[JOB]
Copy out every line of the records below that contains the word "field". Case counts.

[DATA TO USE]
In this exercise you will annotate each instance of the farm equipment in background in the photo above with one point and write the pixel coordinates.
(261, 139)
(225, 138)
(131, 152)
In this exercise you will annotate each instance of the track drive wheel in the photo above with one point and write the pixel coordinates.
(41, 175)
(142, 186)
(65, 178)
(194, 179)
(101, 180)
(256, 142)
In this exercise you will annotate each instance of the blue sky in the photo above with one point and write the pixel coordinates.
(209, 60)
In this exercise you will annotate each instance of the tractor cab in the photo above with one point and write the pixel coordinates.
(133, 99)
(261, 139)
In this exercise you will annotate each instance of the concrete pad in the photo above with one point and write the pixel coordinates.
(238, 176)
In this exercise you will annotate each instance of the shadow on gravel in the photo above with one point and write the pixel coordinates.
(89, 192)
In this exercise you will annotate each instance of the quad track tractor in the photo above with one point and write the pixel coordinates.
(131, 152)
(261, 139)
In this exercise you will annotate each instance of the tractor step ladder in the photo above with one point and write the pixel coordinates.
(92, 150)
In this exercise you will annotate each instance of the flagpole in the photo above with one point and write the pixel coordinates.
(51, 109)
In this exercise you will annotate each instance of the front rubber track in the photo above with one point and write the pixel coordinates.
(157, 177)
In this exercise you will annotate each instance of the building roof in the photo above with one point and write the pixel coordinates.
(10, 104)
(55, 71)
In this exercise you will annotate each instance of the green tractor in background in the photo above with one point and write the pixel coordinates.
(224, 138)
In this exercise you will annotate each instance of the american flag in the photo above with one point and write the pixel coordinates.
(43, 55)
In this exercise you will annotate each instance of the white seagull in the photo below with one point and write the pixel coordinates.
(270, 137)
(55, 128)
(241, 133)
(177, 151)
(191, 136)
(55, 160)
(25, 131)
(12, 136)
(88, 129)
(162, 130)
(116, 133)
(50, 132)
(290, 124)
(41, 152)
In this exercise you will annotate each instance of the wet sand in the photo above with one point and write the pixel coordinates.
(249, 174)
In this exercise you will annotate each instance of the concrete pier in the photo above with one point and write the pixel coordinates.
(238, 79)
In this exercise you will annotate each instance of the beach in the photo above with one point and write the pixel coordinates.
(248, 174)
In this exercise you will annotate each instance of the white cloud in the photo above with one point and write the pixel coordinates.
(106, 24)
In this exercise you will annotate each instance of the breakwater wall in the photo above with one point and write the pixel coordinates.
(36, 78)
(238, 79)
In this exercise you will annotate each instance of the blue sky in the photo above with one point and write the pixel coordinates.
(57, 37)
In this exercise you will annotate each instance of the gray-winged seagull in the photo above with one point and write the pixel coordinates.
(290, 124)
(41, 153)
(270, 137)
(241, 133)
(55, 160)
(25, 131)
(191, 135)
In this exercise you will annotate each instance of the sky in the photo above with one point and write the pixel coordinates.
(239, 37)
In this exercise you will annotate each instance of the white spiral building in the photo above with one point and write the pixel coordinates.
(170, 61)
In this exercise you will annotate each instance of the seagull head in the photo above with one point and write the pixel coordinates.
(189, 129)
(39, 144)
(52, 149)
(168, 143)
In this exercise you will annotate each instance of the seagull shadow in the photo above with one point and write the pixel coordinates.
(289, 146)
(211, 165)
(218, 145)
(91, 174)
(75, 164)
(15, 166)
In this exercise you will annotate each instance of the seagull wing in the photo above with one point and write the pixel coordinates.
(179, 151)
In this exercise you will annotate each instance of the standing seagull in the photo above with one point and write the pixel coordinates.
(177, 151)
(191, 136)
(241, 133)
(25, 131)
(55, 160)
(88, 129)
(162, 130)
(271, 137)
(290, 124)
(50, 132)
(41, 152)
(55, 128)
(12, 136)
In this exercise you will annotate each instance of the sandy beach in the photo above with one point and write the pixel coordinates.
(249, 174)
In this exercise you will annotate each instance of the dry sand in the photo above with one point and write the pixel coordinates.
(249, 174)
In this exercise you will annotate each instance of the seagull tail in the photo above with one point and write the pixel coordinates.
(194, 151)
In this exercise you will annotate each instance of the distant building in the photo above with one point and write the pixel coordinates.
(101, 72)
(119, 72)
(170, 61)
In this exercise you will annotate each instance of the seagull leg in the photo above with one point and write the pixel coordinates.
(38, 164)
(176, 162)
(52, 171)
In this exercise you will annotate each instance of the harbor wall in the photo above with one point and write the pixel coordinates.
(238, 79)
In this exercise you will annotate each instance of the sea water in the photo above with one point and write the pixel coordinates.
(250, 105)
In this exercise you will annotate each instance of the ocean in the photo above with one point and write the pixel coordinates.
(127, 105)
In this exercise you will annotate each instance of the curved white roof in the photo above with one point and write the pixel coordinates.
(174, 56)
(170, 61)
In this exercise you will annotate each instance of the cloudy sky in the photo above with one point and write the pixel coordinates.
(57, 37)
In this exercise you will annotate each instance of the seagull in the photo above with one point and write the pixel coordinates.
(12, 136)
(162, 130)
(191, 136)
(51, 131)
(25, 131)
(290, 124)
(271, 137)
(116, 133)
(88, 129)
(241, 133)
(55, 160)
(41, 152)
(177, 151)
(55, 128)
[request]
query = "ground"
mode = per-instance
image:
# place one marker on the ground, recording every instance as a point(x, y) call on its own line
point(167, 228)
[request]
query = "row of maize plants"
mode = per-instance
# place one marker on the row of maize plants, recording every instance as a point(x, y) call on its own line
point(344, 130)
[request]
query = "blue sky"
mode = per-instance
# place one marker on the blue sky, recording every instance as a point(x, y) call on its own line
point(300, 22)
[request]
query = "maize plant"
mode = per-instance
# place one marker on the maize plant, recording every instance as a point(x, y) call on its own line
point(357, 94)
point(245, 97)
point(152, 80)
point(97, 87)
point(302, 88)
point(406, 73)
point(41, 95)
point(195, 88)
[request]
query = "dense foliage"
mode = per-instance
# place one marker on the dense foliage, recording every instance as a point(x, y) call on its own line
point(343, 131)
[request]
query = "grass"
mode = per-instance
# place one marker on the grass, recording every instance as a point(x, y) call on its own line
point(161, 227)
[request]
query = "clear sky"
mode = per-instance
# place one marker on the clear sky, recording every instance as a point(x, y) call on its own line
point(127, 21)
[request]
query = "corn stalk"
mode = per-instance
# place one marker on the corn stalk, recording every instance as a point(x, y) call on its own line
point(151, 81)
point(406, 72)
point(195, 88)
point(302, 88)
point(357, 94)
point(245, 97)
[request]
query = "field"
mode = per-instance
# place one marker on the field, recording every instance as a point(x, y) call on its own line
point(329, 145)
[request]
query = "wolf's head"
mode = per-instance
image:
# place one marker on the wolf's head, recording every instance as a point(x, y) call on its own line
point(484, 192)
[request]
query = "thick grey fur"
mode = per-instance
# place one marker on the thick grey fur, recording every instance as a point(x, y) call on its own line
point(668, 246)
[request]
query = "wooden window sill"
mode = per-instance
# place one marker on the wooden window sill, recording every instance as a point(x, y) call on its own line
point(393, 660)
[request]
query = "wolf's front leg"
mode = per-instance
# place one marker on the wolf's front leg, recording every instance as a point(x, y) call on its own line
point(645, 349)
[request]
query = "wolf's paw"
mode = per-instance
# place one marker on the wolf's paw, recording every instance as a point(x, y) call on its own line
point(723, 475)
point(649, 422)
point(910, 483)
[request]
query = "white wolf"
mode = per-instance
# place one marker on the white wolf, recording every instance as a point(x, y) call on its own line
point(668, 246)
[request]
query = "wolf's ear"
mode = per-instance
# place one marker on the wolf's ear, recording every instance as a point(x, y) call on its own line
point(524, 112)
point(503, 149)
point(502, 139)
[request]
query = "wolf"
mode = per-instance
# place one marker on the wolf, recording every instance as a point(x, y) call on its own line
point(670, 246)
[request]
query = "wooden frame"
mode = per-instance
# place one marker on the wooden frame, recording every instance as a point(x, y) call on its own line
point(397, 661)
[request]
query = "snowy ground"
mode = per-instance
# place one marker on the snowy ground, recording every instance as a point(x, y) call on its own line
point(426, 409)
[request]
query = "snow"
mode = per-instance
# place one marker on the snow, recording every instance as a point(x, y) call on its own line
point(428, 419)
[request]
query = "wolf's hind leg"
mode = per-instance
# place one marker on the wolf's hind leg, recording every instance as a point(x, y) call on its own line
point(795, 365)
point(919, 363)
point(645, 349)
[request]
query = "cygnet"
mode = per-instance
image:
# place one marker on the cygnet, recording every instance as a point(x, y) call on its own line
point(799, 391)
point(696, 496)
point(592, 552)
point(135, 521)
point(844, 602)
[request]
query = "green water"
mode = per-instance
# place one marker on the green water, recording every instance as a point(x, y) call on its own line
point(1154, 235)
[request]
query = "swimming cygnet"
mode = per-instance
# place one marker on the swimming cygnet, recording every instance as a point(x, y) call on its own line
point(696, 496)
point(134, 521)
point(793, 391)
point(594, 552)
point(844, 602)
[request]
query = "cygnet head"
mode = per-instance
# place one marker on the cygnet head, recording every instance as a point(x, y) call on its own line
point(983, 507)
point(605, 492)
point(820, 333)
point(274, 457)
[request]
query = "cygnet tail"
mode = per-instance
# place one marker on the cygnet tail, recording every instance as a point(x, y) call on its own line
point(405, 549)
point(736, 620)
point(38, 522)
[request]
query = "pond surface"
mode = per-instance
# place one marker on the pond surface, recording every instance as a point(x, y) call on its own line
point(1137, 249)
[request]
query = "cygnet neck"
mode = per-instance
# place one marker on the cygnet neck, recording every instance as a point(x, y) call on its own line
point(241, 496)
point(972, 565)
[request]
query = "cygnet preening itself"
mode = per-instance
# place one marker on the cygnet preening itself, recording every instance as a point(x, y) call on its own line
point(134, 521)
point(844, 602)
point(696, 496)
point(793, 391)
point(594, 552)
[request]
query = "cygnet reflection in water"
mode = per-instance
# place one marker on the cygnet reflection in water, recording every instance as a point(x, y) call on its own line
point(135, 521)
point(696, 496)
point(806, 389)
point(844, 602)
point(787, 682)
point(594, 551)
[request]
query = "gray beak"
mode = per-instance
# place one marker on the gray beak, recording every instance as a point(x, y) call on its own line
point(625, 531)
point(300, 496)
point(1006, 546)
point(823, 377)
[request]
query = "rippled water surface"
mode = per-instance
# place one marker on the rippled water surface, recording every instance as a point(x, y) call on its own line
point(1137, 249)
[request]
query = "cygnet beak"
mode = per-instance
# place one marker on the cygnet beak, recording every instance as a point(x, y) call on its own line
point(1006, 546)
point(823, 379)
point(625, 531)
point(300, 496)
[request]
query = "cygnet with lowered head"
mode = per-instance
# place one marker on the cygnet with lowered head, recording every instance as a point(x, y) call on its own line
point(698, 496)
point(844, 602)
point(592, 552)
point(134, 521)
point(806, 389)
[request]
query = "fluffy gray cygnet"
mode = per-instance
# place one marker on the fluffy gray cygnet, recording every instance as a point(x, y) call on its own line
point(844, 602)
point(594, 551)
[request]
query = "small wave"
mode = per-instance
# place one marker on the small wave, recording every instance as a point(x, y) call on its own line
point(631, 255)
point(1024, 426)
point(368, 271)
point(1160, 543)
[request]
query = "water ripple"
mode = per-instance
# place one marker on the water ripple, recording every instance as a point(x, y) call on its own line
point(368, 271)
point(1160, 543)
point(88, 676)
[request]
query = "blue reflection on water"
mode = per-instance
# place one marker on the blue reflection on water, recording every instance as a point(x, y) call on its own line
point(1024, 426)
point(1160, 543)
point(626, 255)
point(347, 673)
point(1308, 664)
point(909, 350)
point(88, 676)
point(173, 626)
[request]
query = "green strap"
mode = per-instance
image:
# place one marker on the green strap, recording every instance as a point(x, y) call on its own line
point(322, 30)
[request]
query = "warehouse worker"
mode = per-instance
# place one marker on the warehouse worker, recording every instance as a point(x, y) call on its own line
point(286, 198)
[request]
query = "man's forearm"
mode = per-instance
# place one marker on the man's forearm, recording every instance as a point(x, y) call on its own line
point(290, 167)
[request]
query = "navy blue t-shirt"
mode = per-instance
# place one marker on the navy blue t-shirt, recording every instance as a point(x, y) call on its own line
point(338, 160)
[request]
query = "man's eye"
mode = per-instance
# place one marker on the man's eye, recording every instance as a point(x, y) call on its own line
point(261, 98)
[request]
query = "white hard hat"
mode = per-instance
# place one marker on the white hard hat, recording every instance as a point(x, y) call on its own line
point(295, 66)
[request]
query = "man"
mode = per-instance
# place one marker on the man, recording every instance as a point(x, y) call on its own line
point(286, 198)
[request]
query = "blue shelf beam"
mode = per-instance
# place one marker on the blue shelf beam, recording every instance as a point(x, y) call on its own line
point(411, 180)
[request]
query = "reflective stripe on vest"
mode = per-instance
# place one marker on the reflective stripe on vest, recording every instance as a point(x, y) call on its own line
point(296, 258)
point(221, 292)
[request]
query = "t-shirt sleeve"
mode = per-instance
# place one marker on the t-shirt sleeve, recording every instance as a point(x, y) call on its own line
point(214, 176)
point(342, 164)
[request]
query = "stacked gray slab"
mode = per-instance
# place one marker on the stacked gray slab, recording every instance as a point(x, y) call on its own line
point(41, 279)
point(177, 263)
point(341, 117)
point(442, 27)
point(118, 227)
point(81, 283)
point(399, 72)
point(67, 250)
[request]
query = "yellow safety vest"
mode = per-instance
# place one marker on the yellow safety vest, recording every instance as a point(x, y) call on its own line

[FINISHED TASK]
query = "field"
# place one marker on the field, recording every instance as a point(x, y) call on its own line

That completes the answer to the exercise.